__TASK REQUIREMENTS__. Pick out and copy every line of the listing below that contains the string "metal". Matching is case-sensitive.

::: RECORDS FOR THIS TASK

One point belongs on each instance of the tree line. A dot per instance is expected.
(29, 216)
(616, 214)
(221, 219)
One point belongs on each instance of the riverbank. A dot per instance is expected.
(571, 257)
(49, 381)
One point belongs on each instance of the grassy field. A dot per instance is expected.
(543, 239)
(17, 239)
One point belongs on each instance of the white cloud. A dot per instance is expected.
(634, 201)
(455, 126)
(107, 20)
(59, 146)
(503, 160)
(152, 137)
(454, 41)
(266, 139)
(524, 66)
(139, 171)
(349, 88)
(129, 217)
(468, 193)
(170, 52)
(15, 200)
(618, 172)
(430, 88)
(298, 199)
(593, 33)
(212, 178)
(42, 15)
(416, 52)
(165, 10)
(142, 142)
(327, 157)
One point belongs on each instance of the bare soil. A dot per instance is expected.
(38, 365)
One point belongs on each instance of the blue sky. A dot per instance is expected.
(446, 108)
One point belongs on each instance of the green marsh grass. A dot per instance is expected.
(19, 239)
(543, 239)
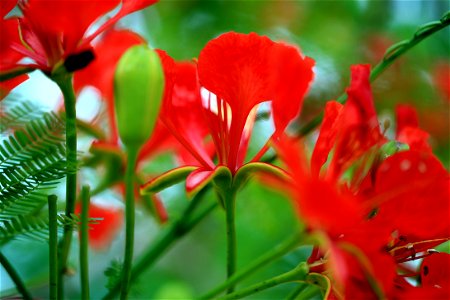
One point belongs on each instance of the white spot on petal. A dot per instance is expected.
(405, 165)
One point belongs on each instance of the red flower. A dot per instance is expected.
(236, 72)
(8, 57)
(104, 231)
(350, 130)
(58, 31)
(365, 237)
(408, 130)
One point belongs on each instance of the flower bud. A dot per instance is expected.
(138, 92)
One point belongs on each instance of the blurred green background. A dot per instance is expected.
(337, 34)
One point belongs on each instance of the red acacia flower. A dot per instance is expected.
(236, 72)
(349, 129)
(365, 238)
(408, 130)
(103, 232)
(60, 31)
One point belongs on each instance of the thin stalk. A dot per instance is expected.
(297, 274)
(129, 220)
(230, 207)
(84, 228)
(15, 277)
(297, 291)
(53, 246)
(166, 239)
(64, 81)
(281, 249)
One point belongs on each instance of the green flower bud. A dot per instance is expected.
(138, 92)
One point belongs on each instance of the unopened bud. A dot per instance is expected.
(138, 92)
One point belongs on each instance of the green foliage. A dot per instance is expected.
(113, 273)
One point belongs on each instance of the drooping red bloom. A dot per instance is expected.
(408, 130)
(236, 72)
(104, 231)
(349, 129)
(364, 238)
(60, 31)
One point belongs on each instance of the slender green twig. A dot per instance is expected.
(15, 277)
(297, 274)
(84, 228)
(129, 220)
(281, 249)
(230, 205)
(64, 81)
(53, 246)
(391, 55)
(177, 229)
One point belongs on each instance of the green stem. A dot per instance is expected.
(84, 270)
(166, 239)
(21, 288)
(230, 207)
(278, 251)
(53, 246)
(297, 274)
(392, 54)
(297, 291)
(129, 220)
(64, 81)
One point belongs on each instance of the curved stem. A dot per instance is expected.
(21, 288)
(53, 246)
(297, 274)
(230, 205)
(129, 221)
(84, 269)
(166, 239)
(392, 54)
(277, 252)
(64, 81)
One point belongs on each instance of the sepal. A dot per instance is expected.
(167, 179)
(244, 173)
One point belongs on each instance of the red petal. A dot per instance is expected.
(10, 38)
(100, 73)
(102, 234)
(59, 25)
(127, 7)
(327, 136)
(358, 128)
(292, 75)
(413, 194)
(406, 116)
(234, 67)
(182, 110)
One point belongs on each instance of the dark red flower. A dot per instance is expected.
(351, 129)
(104, 231)
(55, 32)
(236, 73)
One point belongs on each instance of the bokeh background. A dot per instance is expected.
(337, 34)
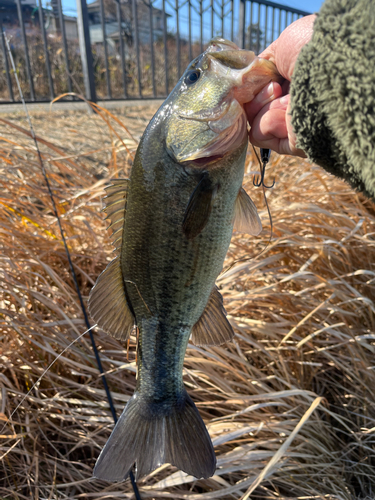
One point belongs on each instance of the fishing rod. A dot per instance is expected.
(72, 270)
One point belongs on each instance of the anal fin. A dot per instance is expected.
(213, 328)
(108, 305)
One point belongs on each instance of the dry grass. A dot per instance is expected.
(303, 312)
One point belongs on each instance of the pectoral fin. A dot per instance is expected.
(115, 208)
(213, 328)
(108, 305)
(246, 218)
(199, 208)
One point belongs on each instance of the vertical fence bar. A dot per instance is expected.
(201, 16)
(24, 40)
(232, 21)
(122, 50)
(251, 26)
(165, 48)
(190, 48)
(152, 49)
(135, 19)
(280, 12)
(178, 40)
(65, 45)
(9, 82)
(265, 29)
(222, 18)
(244, 25)
(85, 49)
(45, 46)
(104, 35)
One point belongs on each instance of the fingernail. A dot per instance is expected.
(285, 99)
(269, 91)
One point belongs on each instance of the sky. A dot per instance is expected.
(69, 6)
(307, 5)
(277, 21)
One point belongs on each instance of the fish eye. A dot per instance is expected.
(192, 76)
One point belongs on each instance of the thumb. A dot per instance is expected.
(266, 95)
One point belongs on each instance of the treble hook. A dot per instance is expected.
(265, 156)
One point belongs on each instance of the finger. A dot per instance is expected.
(270, 121)
(266, 95)
(269, 124)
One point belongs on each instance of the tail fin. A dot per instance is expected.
(151, 434)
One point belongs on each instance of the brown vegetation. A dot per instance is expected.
(60, 75)
(303, 312)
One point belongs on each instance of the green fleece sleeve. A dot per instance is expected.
(333, 93)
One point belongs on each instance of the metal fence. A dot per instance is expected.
(123, 49)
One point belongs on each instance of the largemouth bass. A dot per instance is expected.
(172, 225)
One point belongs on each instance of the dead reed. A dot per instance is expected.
(289, 404)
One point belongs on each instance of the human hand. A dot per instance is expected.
(269, 112)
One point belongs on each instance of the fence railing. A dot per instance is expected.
(123, 49)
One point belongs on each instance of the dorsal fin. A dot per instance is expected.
(246, 218)
(213, 328)
(115, 208)
(108, 305)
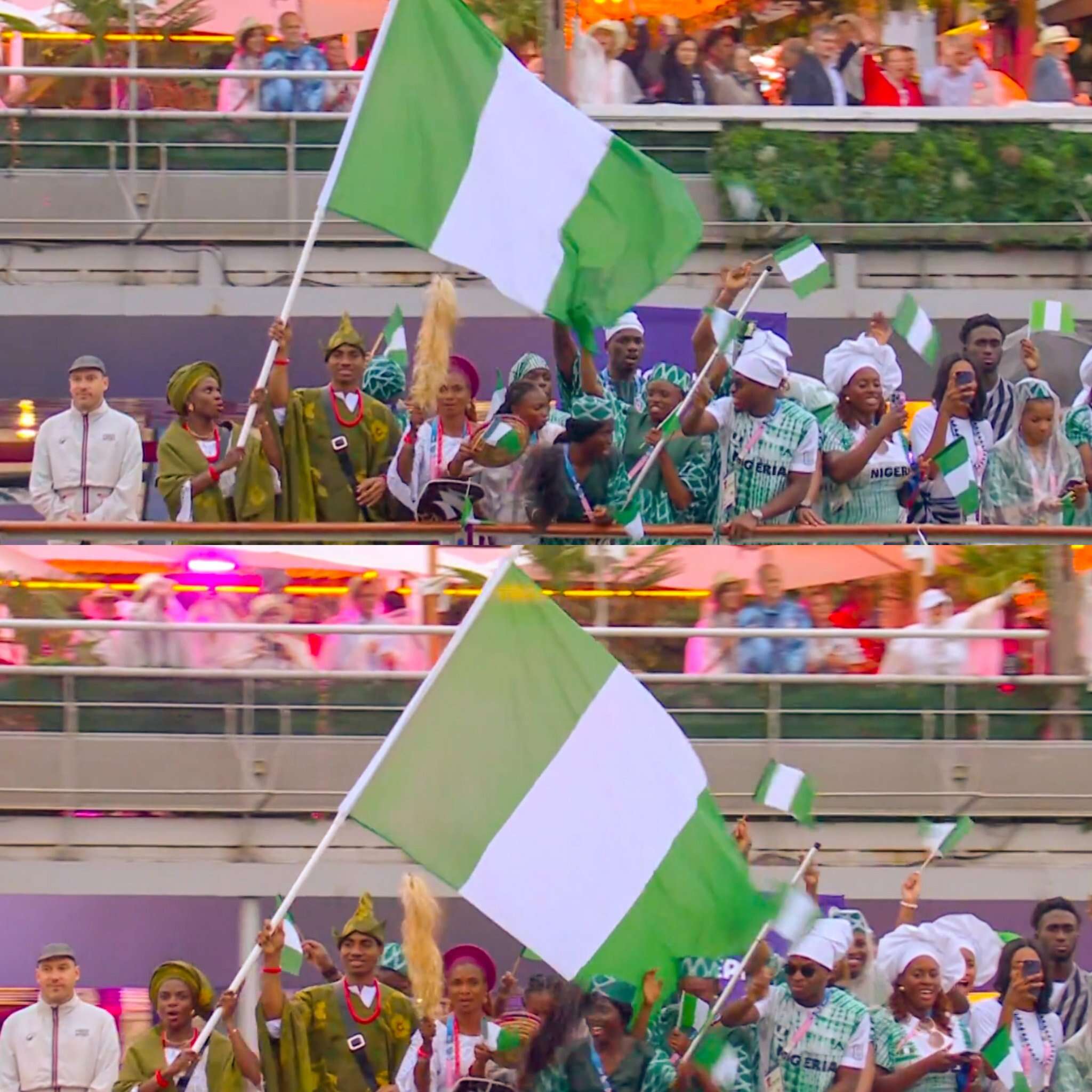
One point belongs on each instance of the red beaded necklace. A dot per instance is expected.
(352, 1011)
(359, 408)
(215, 436)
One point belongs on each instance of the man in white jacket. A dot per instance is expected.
(58, 1044)
(87, 460)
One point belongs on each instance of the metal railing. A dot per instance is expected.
(28, 531)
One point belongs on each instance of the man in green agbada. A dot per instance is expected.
(338, 440)
(305, 1042)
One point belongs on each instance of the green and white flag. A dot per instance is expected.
(693, 1013)
(485, 167)
(954, 464)
(804, 267)
(630, 519)
(292, 958)
(786, 789)
(502, 436)
(942, 838)
(913, 325)
(1000, 1055)
(600, 740)
(395, 339)
(1050, 316)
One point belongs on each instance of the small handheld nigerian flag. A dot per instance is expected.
(395, 338)
(912, 324)
(693, 1013)
(563, 215)
(292, 958)
(942, 838)
(786, 789)
(1049, 316)
(601, 737)
(954, 464)
(804, 267)
(1002, 1056)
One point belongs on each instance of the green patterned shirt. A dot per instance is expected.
(761, 452)
(873, 496)
(809, 1045)
(897, 1047)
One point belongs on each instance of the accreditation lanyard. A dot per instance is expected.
(575, 482)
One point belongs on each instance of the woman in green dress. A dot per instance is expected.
(205, 476)
(580, 479)
(163, 1055)
(1034, 475)
(676, 488)
(865, 456)
(919, 1042)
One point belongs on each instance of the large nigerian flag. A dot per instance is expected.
(454, 147)
(560, 799)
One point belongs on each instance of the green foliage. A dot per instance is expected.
(941, 173)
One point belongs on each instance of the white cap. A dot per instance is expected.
(827, 944)
(899, 949)
(627, 322)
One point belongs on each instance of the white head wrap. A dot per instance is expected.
(765, 358)
(627, 322)
(1086, 373)
(899, 949)
(844, 362)
(967, 930)
(827, 944)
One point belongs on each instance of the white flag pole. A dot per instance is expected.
(692, 395)
(714, 1013)
(362, 782)
(320, 212)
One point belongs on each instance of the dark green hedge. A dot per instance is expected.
(943, 173)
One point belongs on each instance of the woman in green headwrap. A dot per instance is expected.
(205, 478)
(676, 488)
(162, 1055)
(386, 381)
(580, 478)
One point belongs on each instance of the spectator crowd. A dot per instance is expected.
(758, 445)
(922, 1007)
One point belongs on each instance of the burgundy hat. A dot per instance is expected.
(471, 953)
(461, 364)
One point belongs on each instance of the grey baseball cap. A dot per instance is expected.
(86, 362)
(57, 951)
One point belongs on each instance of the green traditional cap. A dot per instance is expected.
(383, 379)
(363, 921)
(700, 967)
(671, 374)
(857, 921)
(527, 364)
(395, 959)
(613, 990)
(590, 407)
(346, 334)
(200, 987)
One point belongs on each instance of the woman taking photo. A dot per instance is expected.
(205, 476)
(581, 478)
(1025, 1008)
(429, 446)
(163, 1055)
(444, 1052)
(958, 410)
(920, 1044)
(865, 456)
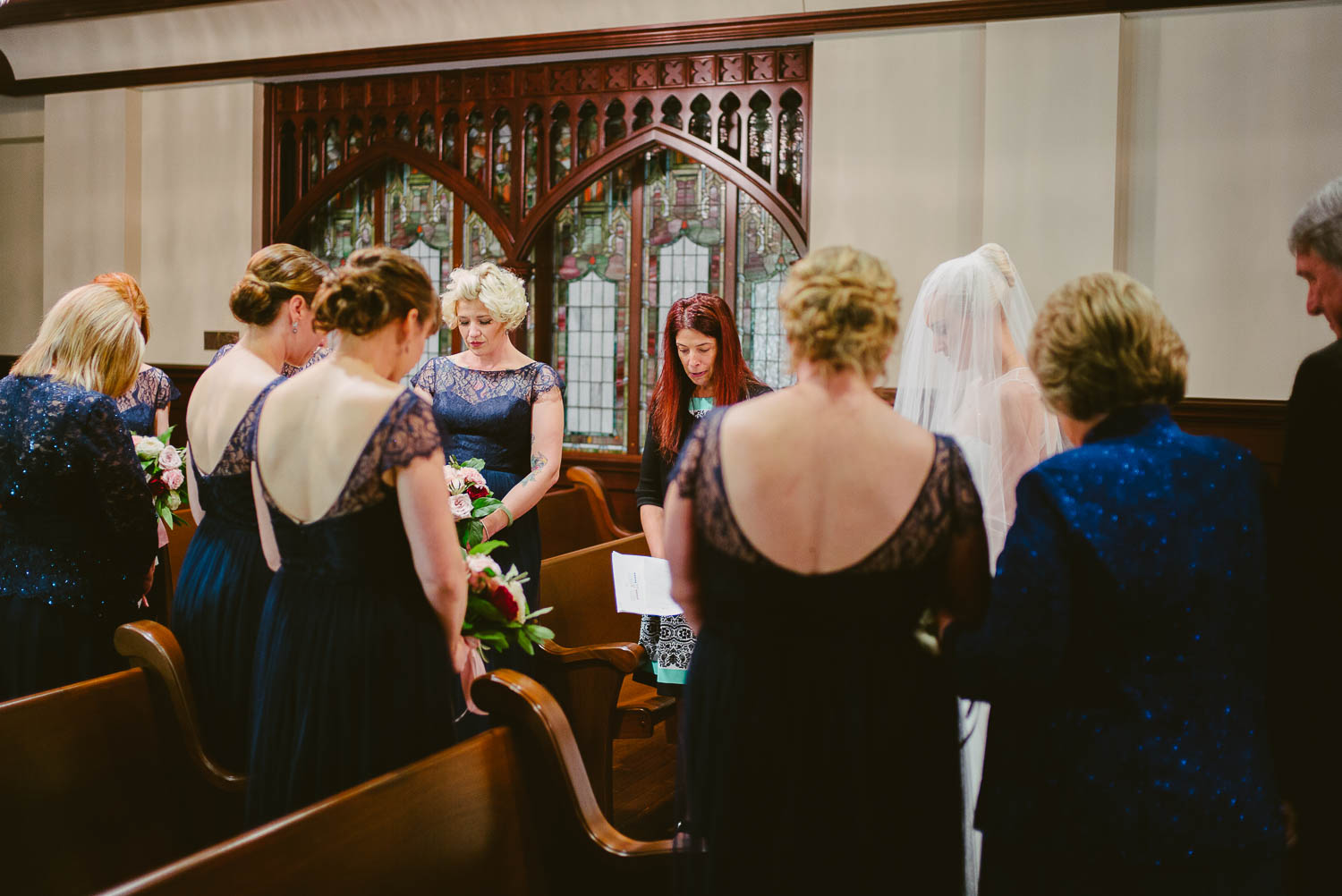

::::::

__REPLY TO THE EXERCISE__.
One point belongs on each instance of the metal fence. A dot per instance is expected.
One point belongs on each instance of the metal railing. A dot per instance is expected.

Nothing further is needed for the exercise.